Reading text.
Iran’s Ahmadinejad calls for higher crude prices

Published
By Agencies
Iran’s hard-line President Mahmoud Ahmadinejad was quoted on Saturday as saying crude oil prices at $115 (Dh423) a barrel are too low, and that oil must “discover its real value.”

Oil prices have hit all-time highs above $115 a barrel in recent weeks, amid reports that oil and gasoline stocks in the United States were lower than expected and as the dollar sinks to record lows.

“The oil price of $115 a barrel in today’s global markets is a deceiving figure. Oil is a strategic commodity that needs to discover its real value,” the website of Iran’s state-run television quoted Ahmadinejad as saying.

The Iranian president made the remarks during a visit to an oil and gas exhibition in Tehran late Friday.

Crude oil futures surged to a new trading record of $117 (Dh430.56) a barrel on Friday following an attack on a key pipeline in Nigeria. The rise capped a week of record highs fueled by supply woes and the dollar’s weakness relative to other major currencies.

Given request 1. In the oil price article, where was Ahmadinejad when he made his remarks?
Given request 2. Repeat the passage of the oil price article starting at "The Iranian president" and ending at "other major currencies.".
The lines that come next are material separate from the oil price article.

Data lines.
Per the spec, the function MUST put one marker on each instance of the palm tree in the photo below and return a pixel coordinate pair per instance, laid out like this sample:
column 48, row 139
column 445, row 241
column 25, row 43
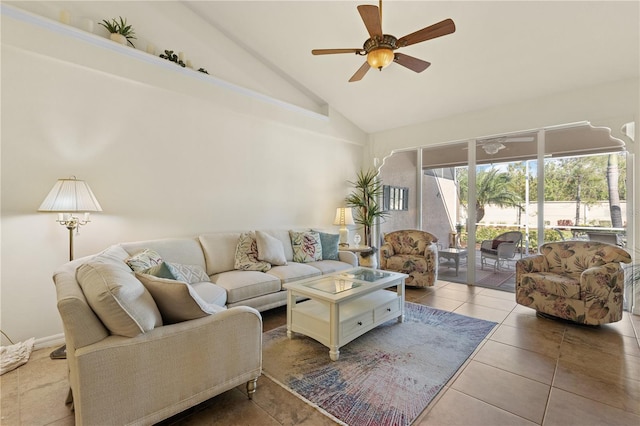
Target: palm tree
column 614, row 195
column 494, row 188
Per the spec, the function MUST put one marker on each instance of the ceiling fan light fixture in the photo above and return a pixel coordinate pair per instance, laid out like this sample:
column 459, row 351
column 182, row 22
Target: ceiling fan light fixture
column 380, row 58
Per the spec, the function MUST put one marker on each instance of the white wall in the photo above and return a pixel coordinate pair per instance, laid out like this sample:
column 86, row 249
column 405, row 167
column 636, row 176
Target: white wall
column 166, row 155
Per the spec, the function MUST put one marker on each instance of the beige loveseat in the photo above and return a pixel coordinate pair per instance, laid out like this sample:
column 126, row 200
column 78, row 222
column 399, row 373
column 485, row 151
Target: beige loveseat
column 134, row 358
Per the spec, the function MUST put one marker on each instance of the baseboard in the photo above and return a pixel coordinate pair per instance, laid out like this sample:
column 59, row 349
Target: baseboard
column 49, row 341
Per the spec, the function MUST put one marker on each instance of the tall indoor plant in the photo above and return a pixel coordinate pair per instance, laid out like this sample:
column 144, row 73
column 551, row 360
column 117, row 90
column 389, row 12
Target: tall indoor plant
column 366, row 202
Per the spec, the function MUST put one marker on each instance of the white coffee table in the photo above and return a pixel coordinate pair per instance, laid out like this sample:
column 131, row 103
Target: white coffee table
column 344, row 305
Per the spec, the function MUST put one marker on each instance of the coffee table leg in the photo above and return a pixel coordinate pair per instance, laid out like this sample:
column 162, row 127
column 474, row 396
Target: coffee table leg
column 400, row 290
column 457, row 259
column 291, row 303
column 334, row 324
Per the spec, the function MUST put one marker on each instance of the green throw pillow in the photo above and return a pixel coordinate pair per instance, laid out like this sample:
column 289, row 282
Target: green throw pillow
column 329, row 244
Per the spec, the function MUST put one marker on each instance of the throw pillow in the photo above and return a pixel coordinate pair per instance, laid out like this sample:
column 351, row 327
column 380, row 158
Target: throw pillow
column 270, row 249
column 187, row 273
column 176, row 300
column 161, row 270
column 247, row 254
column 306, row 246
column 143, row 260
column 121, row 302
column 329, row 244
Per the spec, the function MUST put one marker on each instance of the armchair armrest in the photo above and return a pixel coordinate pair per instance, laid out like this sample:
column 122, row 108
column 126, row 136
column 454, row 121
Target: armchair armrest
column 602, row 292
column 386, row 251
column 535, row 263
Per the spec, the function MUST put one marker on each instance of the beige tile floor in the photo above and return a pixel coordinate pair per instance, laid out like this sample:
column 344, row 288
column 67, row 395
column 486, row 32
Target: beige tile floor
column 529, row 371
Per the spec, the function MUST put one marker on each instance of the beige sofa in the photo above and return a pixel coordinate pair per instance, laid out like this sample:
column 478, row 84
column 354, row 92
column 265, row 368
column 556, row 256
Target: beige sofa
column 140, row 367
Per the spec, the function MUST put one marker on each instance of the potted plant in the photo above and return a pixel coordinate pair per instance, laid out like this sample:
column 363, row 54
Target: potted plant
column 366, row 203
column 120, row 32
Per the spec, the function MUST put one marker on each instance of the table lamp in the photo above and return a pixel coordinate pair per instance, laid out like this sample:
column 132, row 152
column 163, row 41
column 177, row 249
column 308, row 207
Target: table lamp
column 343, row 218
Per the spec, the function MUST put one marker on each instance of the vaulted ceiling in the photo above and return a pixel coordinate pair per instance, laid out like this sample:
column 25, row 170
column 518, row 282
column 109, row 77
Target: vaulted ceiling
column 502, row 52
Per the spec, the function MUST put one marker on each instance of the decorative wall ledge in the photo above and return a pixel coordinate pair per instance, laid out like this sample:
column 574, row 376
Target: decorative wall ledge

==

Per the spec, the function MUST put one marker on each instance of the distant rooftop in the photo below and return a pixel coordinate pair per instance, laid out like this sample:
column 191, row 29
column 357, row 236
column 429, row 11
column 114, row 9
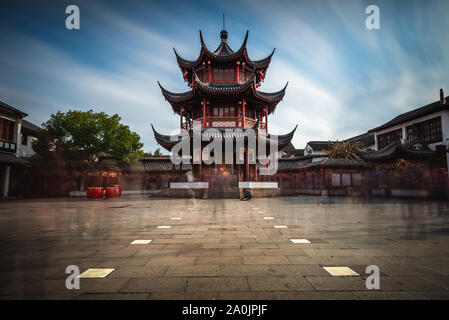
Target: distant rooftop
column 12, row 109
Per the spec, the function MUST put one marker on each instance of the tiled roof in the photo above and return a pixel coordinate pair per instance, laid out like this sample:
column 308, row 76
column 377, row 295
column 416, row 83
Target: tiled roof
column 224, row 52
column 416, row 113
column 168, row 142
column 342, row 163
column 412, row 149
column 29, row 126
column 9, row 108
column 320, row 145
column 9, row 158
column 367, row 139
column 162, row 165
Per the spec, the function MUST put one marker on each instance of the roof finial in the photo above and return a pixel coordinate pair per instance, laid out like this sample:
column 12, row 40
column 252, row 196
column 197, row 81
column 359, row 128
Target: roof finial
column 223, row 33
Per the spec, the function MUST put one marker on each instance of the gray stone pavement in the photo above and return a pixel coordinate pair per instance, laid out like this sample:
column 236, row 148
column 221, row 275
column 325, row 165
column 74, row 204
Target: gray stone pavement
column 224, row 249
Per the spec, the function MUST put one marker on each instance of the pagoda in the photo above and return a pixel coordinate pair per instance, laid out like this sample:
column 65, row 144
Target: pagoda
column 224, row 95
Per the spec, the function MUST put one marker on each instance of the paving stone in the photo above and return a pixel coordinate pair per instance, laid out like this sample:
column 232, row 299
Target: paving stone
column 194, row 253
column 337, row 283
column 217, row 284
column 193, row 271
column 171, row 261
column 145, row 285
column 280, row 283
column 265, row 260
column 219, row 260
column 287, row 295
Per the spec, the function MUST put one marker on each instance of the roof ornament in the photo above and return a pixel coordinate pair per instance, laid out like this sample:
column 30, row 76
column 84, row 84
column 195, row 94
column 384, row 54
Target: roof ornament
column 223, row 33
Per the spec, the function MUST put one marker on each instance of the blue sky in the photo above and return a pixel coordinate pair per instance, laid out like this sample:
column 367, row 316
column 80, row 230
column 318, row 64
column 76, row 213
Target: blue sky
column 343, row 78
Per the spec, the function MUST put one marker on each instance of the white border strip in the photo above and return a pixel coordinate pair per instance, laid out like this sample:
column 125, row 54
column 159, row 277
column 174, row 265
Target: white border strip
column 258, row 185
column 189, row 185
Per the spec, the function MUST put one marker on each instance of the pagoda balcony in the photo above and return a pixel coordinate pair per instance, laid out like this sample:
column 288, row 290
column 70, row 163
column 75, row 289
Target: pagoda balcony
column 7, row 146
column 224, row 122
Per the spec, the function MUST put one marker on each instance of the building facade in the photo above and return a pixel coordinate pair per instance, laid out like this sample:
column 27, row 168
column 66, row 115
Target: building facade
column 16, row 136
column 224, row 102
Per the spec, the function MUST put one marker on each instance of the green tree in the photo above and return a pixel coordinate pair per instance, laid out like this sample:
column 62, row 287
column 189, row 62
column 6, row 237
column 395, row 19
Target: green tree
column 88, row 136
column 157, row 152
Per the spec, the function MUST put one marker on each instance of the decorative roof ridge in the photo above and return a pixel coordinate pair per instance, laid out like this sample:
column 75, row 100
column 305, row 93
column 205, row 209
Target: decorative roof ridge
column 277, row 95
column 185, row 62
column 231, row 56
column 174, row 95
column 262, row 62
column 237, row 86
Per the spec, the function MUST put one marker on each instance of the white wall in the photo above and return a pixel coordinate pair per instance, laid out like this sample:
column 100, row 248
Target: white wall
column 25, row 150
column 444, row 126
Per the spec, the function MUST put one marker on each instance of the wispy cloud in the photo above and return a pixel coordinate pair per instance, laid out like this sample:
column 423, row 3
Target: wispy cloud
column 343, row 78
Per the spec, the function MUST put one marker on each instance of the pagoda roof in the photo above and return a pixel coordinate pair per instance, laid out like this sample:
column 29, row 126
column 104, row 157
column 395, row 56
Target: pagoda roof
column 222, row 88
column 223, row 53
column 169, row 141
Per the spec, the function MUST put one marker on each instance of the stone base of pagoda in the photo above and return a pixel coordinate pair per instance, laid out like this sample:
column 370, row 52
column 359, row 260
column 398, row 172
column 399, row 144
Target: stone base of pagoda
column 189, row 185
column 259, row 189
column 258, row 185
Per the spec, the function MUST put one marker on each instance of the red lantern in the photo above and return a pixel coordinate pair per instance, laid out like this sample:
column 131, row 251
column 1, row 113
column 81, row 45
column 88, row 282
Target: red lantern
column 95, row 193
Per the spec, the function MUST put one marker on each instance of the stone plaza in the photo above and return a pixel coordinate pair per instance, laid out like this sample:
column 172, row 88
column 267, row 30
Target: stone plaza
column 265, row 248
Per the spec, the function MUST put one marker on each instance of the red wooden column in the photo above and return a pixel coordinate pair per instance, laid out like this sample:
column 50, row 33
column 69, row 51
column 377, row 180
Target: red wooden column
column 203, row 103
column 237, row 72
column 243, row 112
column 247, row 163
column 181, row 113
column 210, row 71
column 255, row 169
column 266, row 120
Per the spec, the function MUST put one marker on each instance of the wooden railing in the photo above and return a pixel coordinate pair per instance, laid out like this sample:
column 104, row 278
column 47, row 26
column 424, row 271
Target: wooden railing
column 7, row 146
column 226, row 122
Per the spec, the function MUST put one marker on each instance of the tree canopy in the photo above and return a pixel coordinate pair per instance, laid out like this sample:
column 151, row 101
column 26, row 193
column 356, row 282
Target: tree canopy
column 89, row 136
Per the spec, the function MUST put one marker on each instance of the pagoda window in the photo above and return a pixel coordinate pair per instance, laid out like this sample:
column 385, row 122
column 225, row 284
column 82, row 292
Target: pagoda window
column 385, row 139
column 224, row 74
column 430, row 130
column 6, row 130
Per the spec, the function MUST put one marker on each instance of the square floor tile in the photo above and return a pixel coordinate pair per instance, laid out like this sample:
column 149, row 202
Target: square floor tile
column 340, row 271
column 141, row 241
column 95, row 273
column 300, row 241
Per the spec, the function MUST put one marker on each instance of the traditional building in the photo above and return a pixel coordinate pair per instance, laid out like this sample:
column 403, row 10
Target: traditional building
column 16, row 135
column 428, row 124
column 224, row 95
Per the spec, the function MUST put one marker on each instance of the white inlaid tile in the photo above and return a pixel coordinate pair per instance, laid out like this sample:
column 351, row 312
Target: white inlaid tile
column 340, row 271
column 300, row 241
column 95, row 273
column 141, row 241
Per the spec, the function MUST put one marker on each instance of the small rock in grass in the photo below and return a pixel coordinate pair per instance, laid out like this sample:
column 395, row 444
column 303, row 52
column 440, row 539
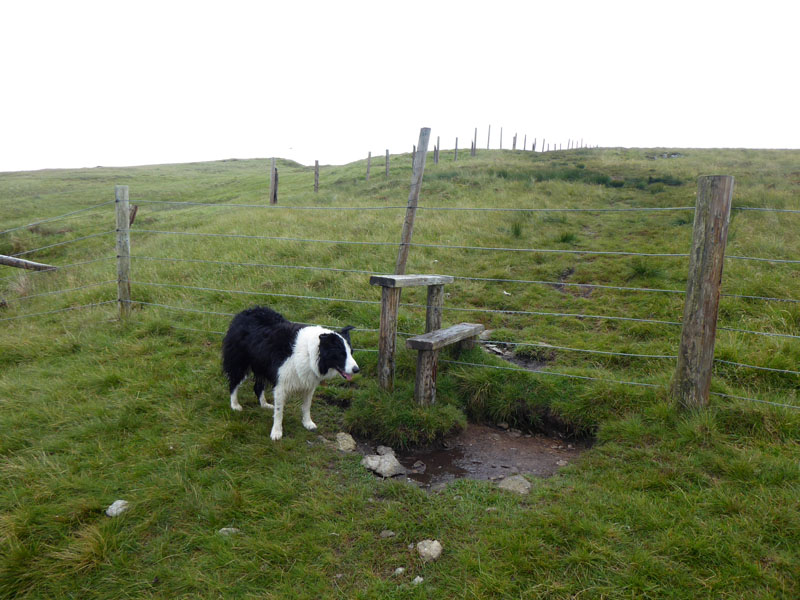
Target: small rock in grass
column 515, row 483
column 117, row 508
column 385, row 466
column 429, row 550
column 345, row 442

Full output 1. At an oil and gas exhibition in Tehran, late Friday.

Full output 2.
The Iranian president made the remarks during a visit to an oil and gas exhibition in Tehran late Friday.

Crude oil futures surged to a new trading record of $117 (Dh430.56) a barrel on Friday following an attack on a key pipeline in Nigeria. The rise capped a week of record highs fueled by supply woes and the dollar’s weakness relative to other major currencies.